### PROBLEM TO SOLVE
Please work out how many lines in the entries below include the string "pointer", and reply with the number alone.

### SUPPLIED RECORDS

----

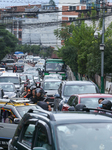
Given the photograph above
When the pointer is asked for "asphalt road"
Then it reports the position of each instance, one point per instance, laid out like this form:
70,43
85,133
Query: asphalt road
26,66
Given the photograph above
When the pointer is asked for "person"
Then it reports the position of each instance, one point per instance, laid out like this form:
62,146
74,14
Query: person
41,99
99,102
33,97
106,104
14,68
25,90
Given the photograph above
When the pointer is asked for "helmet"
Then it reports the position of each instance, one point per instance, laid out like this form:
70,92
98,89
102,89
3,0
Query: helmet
33,87
80,107
39,90
28,86
38,84
106,104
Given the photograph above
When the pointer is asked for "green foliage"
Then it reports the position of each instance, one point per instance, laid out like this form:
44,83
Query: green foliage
8,42
81,50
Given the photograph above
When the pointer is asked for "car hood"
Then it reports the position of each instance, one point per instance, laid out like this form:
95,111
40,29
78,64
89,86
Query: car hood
17,86
51,92
10,94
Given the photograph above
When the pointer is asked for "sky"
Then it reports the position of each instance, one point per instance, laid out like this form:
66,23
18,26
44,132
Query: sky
4,3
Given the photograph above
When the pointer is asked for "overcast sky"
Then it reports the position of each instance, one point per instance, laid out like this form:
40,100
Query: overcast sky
4,3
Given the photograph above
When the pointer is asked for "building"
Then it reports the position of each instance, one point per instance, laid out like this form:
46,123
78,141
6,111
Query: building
33,24
68,12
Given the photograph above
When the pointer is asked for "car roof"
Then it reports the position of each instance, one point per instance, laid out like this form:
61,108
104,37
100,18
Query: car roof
99,95
9,74
52,80
77,82
6,83
81,117
71,117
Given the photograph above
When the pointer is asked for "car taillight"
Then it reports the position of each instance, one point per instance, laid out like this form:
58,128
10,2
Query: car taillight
65,108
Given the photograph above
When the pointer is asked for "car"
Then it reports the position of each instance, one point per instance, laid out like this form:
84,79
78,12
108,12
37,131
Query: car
9,64
35,59
20,61
51,86
35,74
9,89
20,67
31,79
24,79
13,78
90,100
43,130
17,107
52,76
30,69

----

### YOUR RESPONSE
11